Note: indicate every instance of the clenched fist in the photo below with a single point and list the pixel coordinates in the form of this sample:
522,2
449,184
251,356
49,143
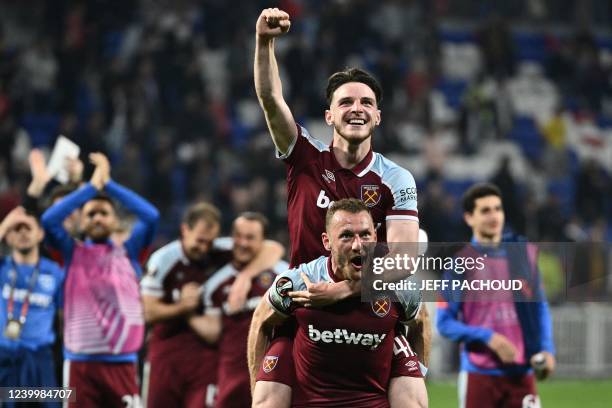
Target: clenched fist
271,23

-*-

**Work instruction**
Pictures are to be left out; everything else in the records gets retyped exactly.

**Written answer**
Note: indicate every instance of the clenched fist in the photo below with a single point and list the pixel coordinates in the form of this sample:
522,2
449,184
251,356
49,143
Target: clenched fist
271,23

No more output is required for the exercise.